**The exercise**. Render every line of the material below as a JSON list of strings, one string per line, with blank lines and the pictures omitted.
[start Raw data]
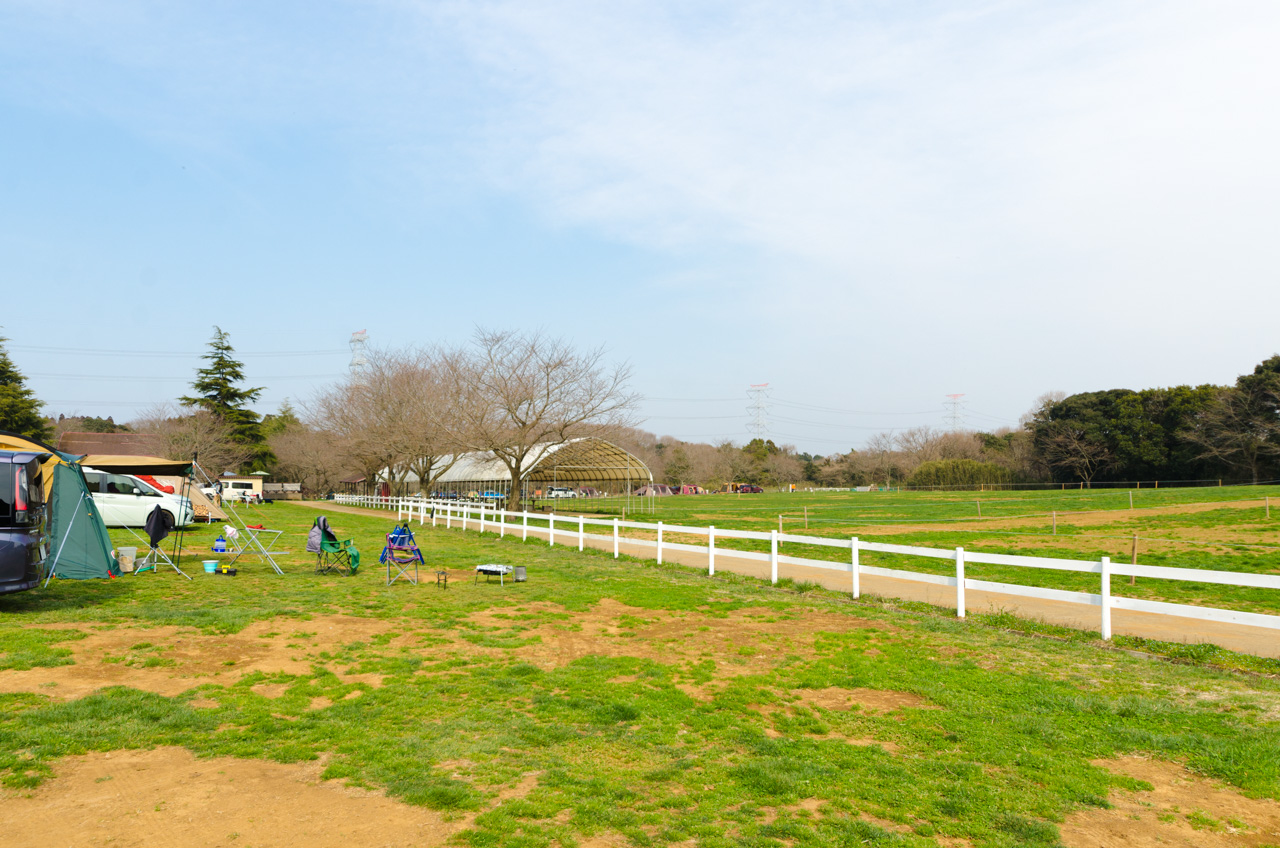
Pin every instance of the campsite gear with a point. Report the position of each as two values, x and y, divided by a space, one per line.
78 545
492 569
402 552
332 554
250 542
158 529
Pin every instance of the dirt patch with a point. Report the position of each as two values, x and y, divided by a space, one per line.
169 661
749 641
1180 811
168 797
869 700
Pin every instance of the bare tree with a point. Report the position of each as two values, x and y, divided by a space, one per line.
309 456
1074 448
1240 429
186 434
524 393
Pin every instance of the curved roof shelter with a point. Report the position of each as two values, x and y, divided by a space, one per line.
583 460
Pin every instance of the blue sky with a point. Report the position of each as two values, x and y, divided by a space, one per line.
867 205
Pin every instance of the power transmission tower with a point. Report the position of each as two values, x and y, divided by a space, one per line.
955 411
759 410
357 350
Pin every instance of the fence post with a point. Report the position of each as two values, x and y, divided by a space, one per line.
1106 598
855 568
711 551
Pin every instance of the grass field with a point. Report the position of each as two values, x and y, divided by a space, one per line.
615 702
1215 528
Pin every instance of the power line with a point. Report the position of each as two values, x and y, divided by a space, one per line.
199 354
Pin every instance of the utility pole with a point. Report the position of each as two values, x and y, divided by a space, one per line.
759 411
955 411
357 351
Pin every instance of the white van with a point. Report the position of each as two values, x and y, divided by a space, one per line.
123 500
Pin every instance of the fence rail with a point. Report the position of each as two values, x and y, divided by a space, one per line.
558 528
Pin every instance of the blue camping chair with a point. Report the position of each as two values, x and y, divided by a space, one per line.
401 552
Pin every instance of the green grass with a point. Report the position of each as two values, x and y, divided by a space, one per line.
1089 525
996 748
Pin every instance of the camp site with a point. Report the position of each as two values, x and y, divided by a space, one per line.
653 424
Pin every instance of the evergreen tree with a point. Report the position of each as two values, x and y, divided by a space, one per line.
218 392
19 410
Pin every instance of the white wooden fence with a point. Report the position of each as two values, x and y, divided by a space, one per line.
572 529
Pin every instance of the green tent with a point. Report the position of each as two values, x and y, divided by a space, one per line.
78 543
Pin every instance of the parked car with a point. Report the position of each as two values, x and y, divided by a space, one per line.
123 500
22 520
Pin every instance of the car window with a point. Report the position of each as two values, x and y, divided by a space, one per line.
120 484
8 481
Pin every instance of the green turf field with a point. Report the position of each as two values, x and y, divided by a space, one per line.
656 706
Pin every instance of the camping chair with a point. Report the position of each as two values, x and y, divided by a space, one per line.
402 552
156 528
332 554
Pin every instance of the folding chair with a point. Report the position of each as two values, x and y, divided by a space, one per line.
248 542
332 554
156 529
402 552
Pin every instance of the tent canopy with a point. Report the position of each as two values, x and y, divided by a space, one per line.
80 546
152 465
584 460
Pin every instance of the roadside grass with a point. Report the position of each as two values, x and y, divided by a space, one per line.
720 710
1230 533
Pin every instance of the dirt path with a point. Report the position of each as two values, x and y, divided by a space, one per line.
1234 637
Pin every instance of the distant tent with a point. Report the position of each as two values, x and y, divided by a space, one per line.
78 543
653 489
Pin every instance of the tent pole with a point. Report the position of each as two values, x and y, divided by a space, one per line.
183 495
63 543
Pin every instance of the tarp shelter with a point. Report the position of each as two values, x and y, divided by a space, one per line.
653 489
80 546
152 465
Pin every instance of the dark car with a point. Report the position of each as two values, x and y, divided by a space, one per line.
22 520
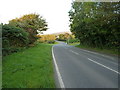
[end Raw data]
**Answer below**.
[
  "Pin every instance of the campsite gear with a point. Report the position of each as two values, x and y, divided by a space, one per line.",
  "78 545",
  "492 569",
  "402 552",
  "332 554",
  "250 542",
  "158 529",
  "Pin every instance of the dirt patch with a point. Report the position of each as two values, x and y, divided by a space, one per line.",
  "169 661",
  "749 641",
  "1180 811",
  "168 797",
  "869 700",
  "Pin every instance of the bare tree with a point. Report the position of each as two values, x and y, divided by a space, one per line.",
  "309 456",
  "1074 448",
  "1240 429",
  "186 434",
  "524 393",
  "Pin every instance of the curved roof shelter with a point. Report the position of each as two values, x and y, divided by a space, one per line.",
  "583 460",
  "Pin every instance of the blue sky with a point. Report the position of each as two values, x and y, divided by a space, one per line.",
  "867 205",
  "Pin every instance of the power transmission tower with a point. Report the position of each as two values, x and y, divided by a space, one per line.",
  "955 411",
  "759 410",
  "357 350",
  "Pin every instance of the fence post with a point. Report the position of each as two values, x and y, divided by a space, one per line.",
  "1106 598",
  "855 568",
  "711 551",
  "Pin every instance of the grass field with a point. Report the position of each as two values, x and y, divided by a space, one per line.",
  "615 702",
  "1215 528",
  "Pin every instance of the power line with a point. Report the position of each as two values, x and y, divided by a space, one per line.",
  "199 354",
  "Pin every instance of the utility pole with a point. Report the position of each as two values, x and y, divided by a space, one per line.",
  "759 411",
  "955 411",
  "357 351",
  "Pin every instance of the white van with a point. Report the position of each as two values, x and y, divided by a space, one per line.",
  "123 500",
  "Pin every instance of the fence rail with a point. Report the position of each as two values, x and y, divided by a space, one per line.",
  "558 528",
  "Pin every instance of the blue camping chair with a point. Report the position of each as two values, x and y, divided by a space, one per line.",
  "401 552",
  "Pin every instance of the green grass with a point. Report the position of each as two values, x and y, divided by a space, one per line.",
  "1089 525",
  "996 748",
  "Pin every instance of the camp site with a point. Report the position of each as two values, x and y, divided by a space, one per line.",
  "653 424",
  "Pin every instance of the evergreen tree with a point. Report the position of each as two values, x and y, divided by a space, one per line.",
  "218 392",
  "19 410",
  "Pin every instance of the white wooden fence with a point. Report the position of each as two values, x and y, divided by a space, one per line.",
  "572 529",
  "Pin every instance of the green tent with a point. Report the position of each as two values, x and y, divided by a space, one per line.",
  "78 543",
  "Pin every instance of the parked car with a point. Report the position of each as two values, x and y, divided by a space, one per line.",
  "123 500",
  "22 520",
  "Pin every instance of the car window with a point. Report the position of each as two values, x and y, divided by a space, one per line.",
  "120 484",
  "8 481",
  "Pin every instance of the green turf field with a point. Report the position of each as two values, x and y, divided by a space, one per line.",
  "656 706",
  "Pin every instance of the camping chair with a point. Report the position of each as two values, x and y, divided by a space, one per line.",
  "402 552",
  "156 528",
  "332 554",
  "Pin every instance of the folding chair with a point. Report the position of each as two values, x and y, divided by a space, one per line.",
  "248 542",
  "332 554",
  "156 529",
  "402 552",
  "Pin every instance of the tent canopy with a point. Report the position of each as two values, x and y, divided by a space, one per line.",
  "80 546",
  "152 465",
  "584 460",
  "Pin every instance of the roadside grass with a point. Report the position of each as two values, x and y, divided by a space, one per line.",
  "720 710",
  "1230 533",
  "Pin every instance of the dirt path with a point. Report the position of each as two values, x and y, divided by a space, one per line.",
  "1234 637",
  "Pin every instance of the distant tent with a point. Report the position of each as two values, x and y, divided by a space, one per line.",
  "78 543",
  "653 489",
  "Pin every instance of the tent pole with a point. Report the position of each as two values, x and y, divided by a space, one per line.",
  "183 495",
  "63 543",
  "Pin every instance of the tarp shelter with a point. Report the position of each as two values, x and y, divided by a space, one per line.",
  "653 489",
  "80 546",
  "152 465",
  "Pin every instance of the dark car with a point. Report the position of each as two values, x and y, divided by a space, one per line.",
  "22 520"
]